Texto:
Corridos os vistos legais, cumpre decidir.

IV.
Factos considerados provados na sentença:
a) A A. é uma sociedade comercial e tem por objecto a produção e comercialização de produtos avícolas e, nesse exercício, vendeu aos 1ºs RR. produtos avícolas, que estes receberam, nada tendo reclamado à Autora (A).
b) Na sequência dessas transacções comerciais e para pagamento do preço devido no montante de € 98.756,00 (noventa e oito mil setecentos e cinquenta e seis euros), em 23 de Janeiro de 2004 o 1º R. marido confessou-se devedor dessa quantia e comprometeu-se ao pagamento da mesma em 30 (trinta) prestações mensais e sucessivas mediante a assinatura de documento particular (B).
c) O 1º R. não efectuou o pagamento da referida quantia, o que originou que a A. instaurasse a acção executiva sob a forma comum que foi intentada em 10.9.2004 no Tribunal Judicial de Vouzela e aí corre os seus termos na secção única sob o nº …/04.3TBVZL onde o 1º R, depois de devidamente citado não pagou, não deduziu oposição e nem nomeou bens à penhora (C).
d) Face ao referido em B), o débito dos 1ºs RR à Autora ascende, actualmente, à quantia de € 94.356,00 (noventa e quatro mil trezentos e cinquenta e seis euros) (D).
e) Os 1ºs RR não pagaram esta quantia, não obstante as insistências da Autora nesse sentido (E).
f) No âmbito da acção executiva referida em C), foi realizada uma penhora de bens móveis, aos quais, foi atribuído o valor de € 6.350,00, encontrando-se em fase de venda judicial, e foi penhorado um veículo automóvel com matrícula ..-..-CP, o qual não veio a ser aprendido pelas forças policiais (F e G).
g) Em 3 de Agosto de 2004, os 1º RR celebraram com os 2º RR no Cartório Notarial da Maia uma escritura pública de cessão de quotas da sociedade “G………., Lda”, NIPC ………, matriculada na Conservatória do Registo Comercial de Santo Tirso sob o nº 4984, com sede na Rua ………., Bloco .., nº ., freguesia de ………., concelho da Trofa (H).

O que se pede:
[a] Diga se cada afirmação está de acordo com o texto, respondendo sim ou não e citando as palavras do texto que o comprovam: (i) o preço devido pelos produtos avícolas era de € 98.756,00; (ii) o 1º R. deduziu oposição na acção executiva; (iii) a escritura de cessão de quotas foi celebrada no Cartório Notarial da Maia.
[b] Reproduza o trecho do texto que começa em "b) Na sequência" e segue até "à penhora (C).".
O material seguinte provém de outra fonte.

Excertos de dados:
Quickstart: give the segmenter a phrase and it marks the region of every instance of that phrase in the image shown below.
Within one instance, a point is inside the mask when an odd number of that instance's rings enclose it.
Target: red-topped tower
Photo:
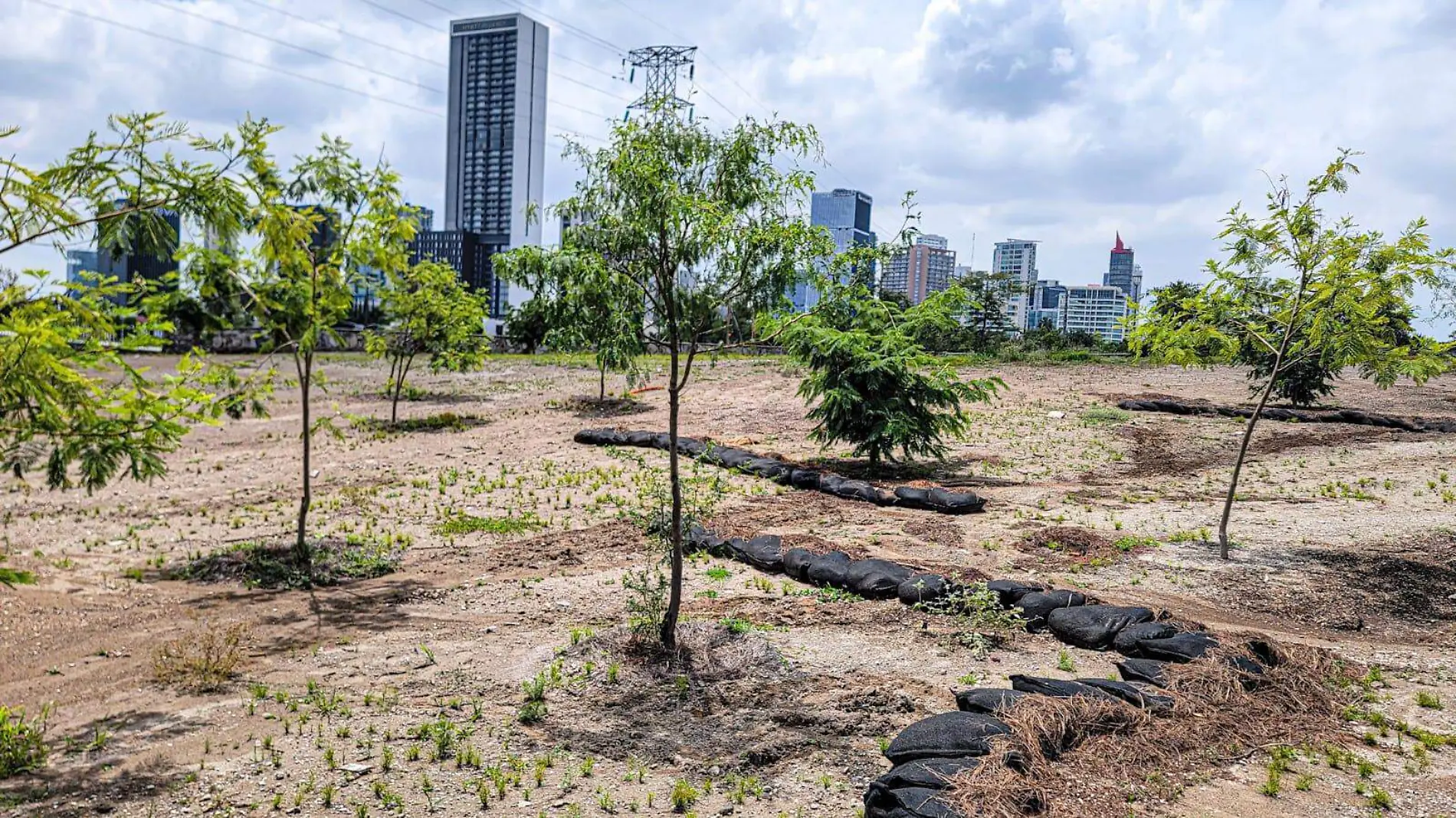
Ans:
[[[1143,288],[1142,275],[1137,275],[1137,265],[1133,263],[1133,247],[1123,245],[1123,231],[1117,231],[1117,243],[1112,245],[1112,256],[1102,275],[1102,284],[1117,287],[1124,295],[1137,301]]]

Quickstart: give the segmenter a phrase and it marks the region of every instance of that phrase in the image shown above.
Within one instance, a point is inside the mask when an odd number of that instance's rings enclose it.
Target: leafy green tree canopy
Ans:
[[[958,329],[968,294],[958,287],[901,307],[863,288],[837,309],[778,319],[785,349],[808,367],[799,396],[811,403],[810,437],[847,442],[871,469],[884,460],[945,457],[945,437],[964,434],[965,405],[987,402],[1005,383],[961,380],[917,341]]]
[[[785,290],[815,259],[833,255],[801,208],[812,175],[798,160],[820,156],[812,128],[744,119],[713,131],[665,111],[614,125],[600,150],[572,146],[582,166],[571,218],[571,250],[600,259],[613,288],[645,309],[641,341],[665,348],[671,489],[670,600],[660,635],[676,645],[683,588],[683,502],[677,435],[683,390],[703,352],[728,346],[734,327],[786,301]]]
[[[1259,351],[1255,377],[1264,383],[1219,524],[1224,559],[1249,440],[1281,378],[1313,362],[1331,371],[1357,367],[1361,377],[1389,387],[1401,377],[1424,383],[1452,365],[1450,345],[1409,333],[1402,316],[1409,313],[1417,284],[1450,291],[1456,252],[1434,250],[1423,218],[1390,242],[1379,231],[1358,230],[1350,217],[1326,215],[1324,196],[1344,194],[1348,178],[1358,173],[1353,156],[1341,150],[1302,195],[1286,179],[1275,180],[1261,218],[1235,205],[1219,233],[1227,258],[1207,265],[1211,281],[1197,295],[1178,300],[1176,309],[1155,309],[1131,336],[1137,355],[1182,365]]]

Respostas:
[a]
(i) Sim: "para pagamento do preço devido no montante de € 98.756,00".
(ii) Não: "não deduziu oposição".
(iii) Sim: "no Cartório Notarial da Maia".

[b]
b) Na sequência dessas transacções comerciais e para pagamento do preço devido no montante de € 98.756,00 (noventa e oito mil setecentos e cinquenta e seis euros), em 23 de Janeiro de 2004 o 1º R. marido confessou-se devedor dessa quantia e comprometeu-se ao pagamento da mesma em 30 (trinta) prestações mensais e sucessivas mediante a assinatura de documento particular (B).
c) O 1º R. não efectuou o pagamento da referida quantia, o que originou que a A. instaurasse a acção executiva sob a forma comum que foi intentada em 10.9.2004 no Tribunal Judicial de Vouzela e aí corre os seus termos na secção única sob o nº …/04.3TBVZL onde o 1º R, depois de devidamente citado não pagou, não deduziu oposição e nem nomeou bens à penhora (C).